# Task 1
Edit the text on bicycle lane law, starting at the words "Even if you" and stopping after "on that later.)", with "center" changed to "middle".

# Extract to read
◆ ◆ ◆ ◆

The newly added exceptions are discussed below.

The “substandard width lane” exception to the ride to the right law

Even if you knew about the ride to the right law, you may not know about the “substandard width lane” added in 1976. The “substandard width lane” exception means that, where “a lane is too narrow for a bicycle and a vehicle to travel safely side by side within the lane” – cyclists don’t have to ride to the right. In other words, where there is no room for a car and a bike, the cyclist can (one might say should) take the lane by riding in the center.  (More on that later.)

The “safely side by side” phrase in Vehicle Code section 21202, subdivision (a)(3), was recently clarified by the three foot passing law. Vehicle Code section 21760, subdivision (b), says – “A driver of a motor vehicle shall not overtake or pass a bicycle proceeding in the same direction on a highway at a distance of less than three feet between any part of the motor vehicle and any part of the bicycle or its operator.” A three foot buffer is how much space a car must leave to be “safely side by side” with a bicycle.

This rider on Westwood Blvd could legally take the lane, and probably should

This rider on Westwood Blvd could legally take the lane, and probably should

Consider, for example, northbound Westwood Boulevard between Pico and Santa Monica Boulevards. The curb lane is 12 feet wide. During morning rush hours, there is no parking in that lane. With a cyclist taking about 3 feet (counting from the curb – to stay off of the concrete gutter pan), and the 3 foot passing law, a 6 foot wide car, that’s the tightest fit possible. But with wider SUVs, buses (8 ½ feet wide), and trucks plying that same space – taking the lane is clearly legal.

The “surface hazards” exception to the ride to the right law

The law also allows straying from the road’s edge when reasonably necessary to avoid “fixed or moving objects” or “surface hazards” “that make it unsafe to continue along the right-hand curb or edge ….”

So, if the road is busted up (like Santa Monica Boulevard in Beverly Hills) or has unsafe storm drain catch basins (along the same roadway), then there’s another reason to take the lane.

The “speedy rider” exception to the ride to the right law

Section 21202 only requires cyclists riding “at a speed less than the normal speed of traffic” to stay right. So, since the 1976 amendment, those cyclists who can keep up with traffic may take the lane no matter how wide the road or its condition.

If you’ve legally taken the lane, you can ride side-by-side (by side)

The Statewide Bicycle Committee recommended allowing cyclists to “Travel no more than two abreast when traffic is not impeded.”  But that never became law. Therefore, there is still no state law permitting – or limiting – the number of cyclists riding side-by-side. Local entities can (and have) applied their own restrictions. (Under Vehicle Code section 21, most local entities cannot overrule the Vehicle Code.) Locally, Manhattan Beach, Torrance, Long Beach, and Irvine (is that local?) allow no more than two abreast riding. No other local cities appear to limit riding two by two – or more. But that doesn’t hold everywhere. In San Anselmo, you must have a license (is that even legal?) and one condition on the license is that “Every person, when operating a bicycle upon a highway, shall ride such bicycle in single file only.”

◆ ◆ ◆ ◆

# Task 2
Gather every line of the entries that contains the string "finger", treating case as significant.

◆ ◆ ◆ ◆

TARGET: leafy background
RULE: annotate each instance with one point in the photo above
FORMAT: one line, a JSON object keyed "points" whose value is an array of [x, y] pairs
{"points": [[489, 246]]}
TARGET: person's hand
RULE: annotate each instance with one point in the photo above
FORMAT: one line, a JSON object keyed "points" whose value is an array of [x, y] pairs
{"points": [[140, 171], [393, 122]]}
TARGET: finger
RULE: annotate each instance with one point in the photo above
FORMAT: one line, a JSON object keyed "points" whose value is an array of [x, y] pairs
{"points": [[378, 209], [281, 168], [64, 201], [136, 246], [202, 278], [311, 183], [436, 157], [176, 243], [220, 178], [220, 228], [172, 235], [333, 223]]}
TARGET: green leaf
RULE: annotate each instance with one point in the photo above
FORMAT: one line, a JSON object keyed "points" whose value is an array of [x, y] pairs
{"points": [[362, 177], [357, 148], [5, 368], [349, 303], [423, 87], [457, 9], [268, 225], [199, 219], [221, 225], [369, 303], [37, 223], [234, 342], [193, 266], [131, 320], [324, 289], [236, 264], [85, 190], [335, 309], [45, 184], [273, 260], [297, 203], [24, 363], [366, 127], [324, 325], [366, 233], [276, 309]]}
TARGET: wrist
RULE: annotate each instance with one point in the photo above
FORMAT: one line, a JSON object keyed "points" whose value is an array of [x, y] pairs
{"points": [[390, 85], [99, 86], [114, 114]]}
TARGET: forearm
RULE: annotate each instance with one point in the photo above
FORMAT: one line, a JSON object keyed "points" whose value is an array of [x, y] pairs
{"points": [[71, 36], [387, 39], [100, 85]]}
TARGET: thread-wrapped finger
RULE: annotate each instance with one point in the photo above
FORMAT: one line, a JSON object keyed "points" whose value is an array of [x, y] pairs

◆ ◆ ◆ ◆

# Full response 1
Even if you knew about the ride to the right law, you may not know about the “substandard width lane” added in 1976. The “substandard width lane” exception means that, where “a lane is too narrow for a bicycle and a vehicle to travel safely side by side within the lane” – cyclists don’t have to ride to the right. In other words, where there is no room for a car and a bike, the cyclist can (one might say should) take the lane by riding in the middle.  (More on that later.)

# Full response 2
TARGET: finger
TARGET: thread-wrapped finger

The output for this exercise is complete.